Referring expression data >>
------------------------------------

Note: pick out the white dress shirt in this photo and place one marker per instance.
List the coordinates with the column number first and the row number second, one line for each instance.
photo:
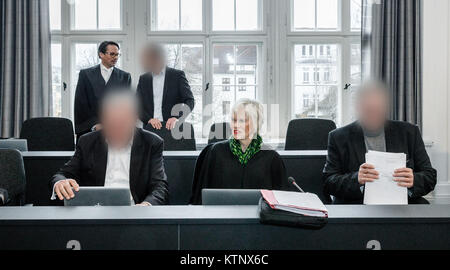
column 117, row 169
column 106, row 72
column 158, row 94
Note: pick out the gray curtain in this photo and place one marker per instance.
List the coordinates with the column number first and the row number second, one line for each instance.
column 25, row 66
column 392, row 52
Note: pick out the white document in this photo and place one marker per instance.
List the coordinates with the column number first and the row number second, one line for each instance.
column 385, row 191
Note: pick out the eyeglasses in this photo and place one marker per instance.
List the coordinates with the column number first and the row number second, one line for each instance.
column 113, row 54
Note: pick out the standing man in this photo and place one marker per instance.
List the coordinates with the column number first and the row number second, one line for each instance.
column 94, row 83
column 161, row 89
column 346, row 171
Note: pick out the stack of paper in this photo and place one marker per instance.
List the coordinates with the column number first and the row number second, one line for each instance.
column 385, row 191
column 306, row 204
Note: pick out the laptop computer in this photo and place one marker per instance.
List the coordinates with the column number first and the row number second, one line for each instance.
column 231, row 196
column 100, row 196
column 14, row 144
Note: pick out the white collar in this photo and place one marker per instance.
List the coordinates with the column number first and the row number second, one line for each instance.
column 105, row 68
column 162, row 73
column 126, row 148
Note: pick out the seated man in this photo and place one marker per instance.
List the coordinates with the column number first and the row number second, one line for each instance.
column 346, row 173
column 120, row 155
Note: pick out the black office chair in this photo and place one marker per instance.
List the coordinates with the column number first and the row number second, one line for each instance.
column 48, row 134
column 308, row 134
column 12, row 178
column 184, row 140
column 219, row 132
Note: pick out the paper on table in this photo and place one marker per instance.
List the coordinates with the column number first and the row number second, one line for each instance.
column 385, row 191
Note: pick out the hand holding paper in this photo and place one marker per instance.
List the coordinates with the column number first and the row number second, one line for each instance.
column 386, row 190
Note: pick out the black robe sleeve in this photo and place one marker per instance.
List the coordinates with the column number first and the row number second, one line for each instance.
column 85, row 114
column 278, row 173
column 425, row 177
column 186, row 95
column 336, row 181
column 202, row 173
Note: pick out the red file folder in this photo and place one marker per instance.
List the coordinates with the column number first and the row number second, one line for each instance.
column 306, row 204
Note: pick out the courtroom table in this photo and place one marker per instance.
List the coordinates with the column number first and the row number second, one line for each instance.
column 305, row 166
column 220, row 228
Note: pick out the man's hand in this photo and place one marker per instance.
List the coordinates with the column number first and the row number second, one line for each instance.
column 156, row 124
column 97, row 127
column 144, row 204
column 367, row 174
column 171, row 123
column 404, row 177
column 64, row 189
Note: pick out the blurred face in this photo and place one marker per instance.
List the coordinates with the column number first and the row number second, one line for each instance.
column 152, row 62
column 241, row 125
column 118, row 123
column 110, row 57
column 373, row 110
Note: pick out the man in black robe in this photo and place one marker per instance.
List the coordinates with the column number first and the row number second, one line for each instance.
column 94, row 83
column 346, row 173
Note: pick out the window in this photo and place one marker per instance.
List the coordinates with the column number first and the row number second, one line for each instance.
column 236, row 15
column 55, row 15
column 177, row 15
column 356, row 13
column 326, row 43
column 229, row 49
column 97, row 15
column 240, row 63
column 315, row 15
column 324, row 88
column 56, row 79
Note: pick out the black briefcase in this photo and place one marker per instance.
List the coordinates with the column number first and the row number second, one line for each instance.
column 271, row 216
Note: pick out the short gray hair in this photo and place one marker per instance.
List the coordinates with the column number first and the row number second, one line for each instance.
column 253, row 110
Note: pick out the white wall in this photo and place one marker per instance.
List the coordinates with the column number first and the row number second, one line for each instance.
column 436, row 79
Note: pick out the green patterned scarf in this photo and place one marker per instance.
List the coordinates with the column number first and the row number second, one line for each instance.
column 244, row 157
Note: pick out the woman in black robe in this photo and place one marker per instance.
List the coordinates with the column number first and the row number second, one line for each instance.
column 242, row 162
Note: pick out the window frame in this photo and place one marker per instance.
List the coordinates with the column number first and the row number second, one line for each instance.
column 123, row 17
column 274, row 63
column 343, row 37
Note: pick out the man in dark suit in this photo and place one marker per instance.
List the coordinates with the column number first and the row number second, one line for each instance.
column 346, row 173
column 120, row 155
column 94, row 83
column 164, row 93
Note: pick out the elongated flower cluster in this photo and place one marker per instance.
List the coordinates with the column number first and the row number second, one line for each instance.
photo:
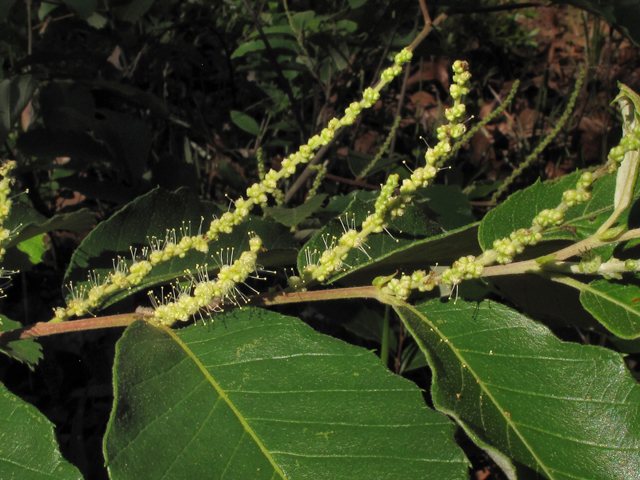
column 504, row 249
column 389, row 204
column 629, row 142
column 5, row 209
column 87, row 298
column 258, row 193
column 201, row 294
column 5, row 200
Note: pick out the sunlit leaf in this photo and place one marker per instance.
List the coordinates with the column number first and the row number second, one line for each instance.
column 558, row 410
column 615, row 305
column 260, row 395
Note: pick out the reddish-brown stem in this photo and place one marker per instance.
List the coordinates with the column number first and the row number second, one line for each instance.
column 44, row 329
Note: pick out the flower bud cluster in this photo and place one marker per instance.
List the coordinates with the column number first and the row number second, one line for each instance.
column 418, row 280
column 258, row 193
column 5, row 201
column 201, row 294
column 331, row 261
column 86, row 298
column 421, row 177
column 465, row 268
column 628, row 143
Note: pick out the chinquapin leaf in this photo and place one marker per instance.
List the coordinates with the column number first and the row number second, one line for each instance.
column 260, row 395
column 557, row 410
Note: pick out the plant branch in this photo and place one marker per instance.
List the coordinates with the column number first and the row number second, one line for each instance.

------------------------------------

Each line, starting with the one containing "Note: pick out the flower" and ending with the last line of the records above, should be reproduced exactly.

Note: pick out the flower bud cluster in this photo and place one marker per instance.
List the coordinates with the column number first and the row number second, one line for each instance.
column 418, row 280
column 258, row 193
column 5, row 201
column 201, row 294
column 331, row 261
column 86, row 298
column 421, row 177
column 465, row 268
column 628, row 143
Note: pick out the chinquapin leaf in this photo and place one marker per instance.
List the coordinates with the column number first and the row number second, one line for each instance.
column 260, row 395
column 557, row 410
Note: pick out the plant branch in this photo and place one marker per instance.
List the coordinates with the column number first and the row number second, one line for each instance.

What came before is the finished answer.